** start of Source extract **

Now what is -21 + 5= ...?

- anonymous

-16

- Michele_Laino

ok! so the coefficient of the term with y is -16

- Michele_Laino

then we can write:
\[0x - 16y = 64\]
and finally:
\[ - 16y = 64\]

- Michele_Laino

am I right?

- anonymous

yeah

- Michele_Laino

ok! so the requested system of part A, can be this:
\[\left\{ \begin{gathered}
- 3x + 7y = - 16 \hfill \\
- 16y = 64 \hfill \\
\end{gathered} \right.\]

- anonymous

thats it for part A?

- Michele_Laino

yes!

- anonymous

perfect, now what do we do for part B?

- Michele_Laino

we can consider the last system, namely the equivalent system, and we can solve the second equation for y, namely:
\[ - 16y = 64\]
what is y?

- Michele_Laino

hint:
divide both sides by -16, what do you get?

- anonymous

y=-4

- Michele_Laino

ok!

- Michele_Laino

now substitute that value of y into the first equation of the equivalent system, namely:
\[ - 3x + 7y = - 16\]
what equation do you get?

- anonymous

-3x+7-4=16

- Michele_Laino

not exactly, here is the right step:
\[ - 3x + 7 \times \left( { - 4} \right) = - 16\]
please simplify

- Michele_Laino

what is:
\[7 \times \left( { - 4} \right) = ...?\]

- anonymous

-3x-21=-16?

** end of Source extract **
** start of Recorded data **

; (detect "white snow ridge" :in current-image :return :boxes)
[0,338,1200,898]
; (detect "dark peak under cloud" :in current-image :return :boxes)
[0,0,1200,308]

** end of Recorded data **

** Complete the following **
(A) Translate this sentence from the algebra thread into Spanish: "ok! so the coefficient of the term with y is -16"
(B) According to the algebra thread, what should be done to both sides of -16y = 64 to solve for y?

** List of solutions **
(A) ¡Bien! Entonces el coeficiente del término con y es -16.

(B) Divide both sides by -16.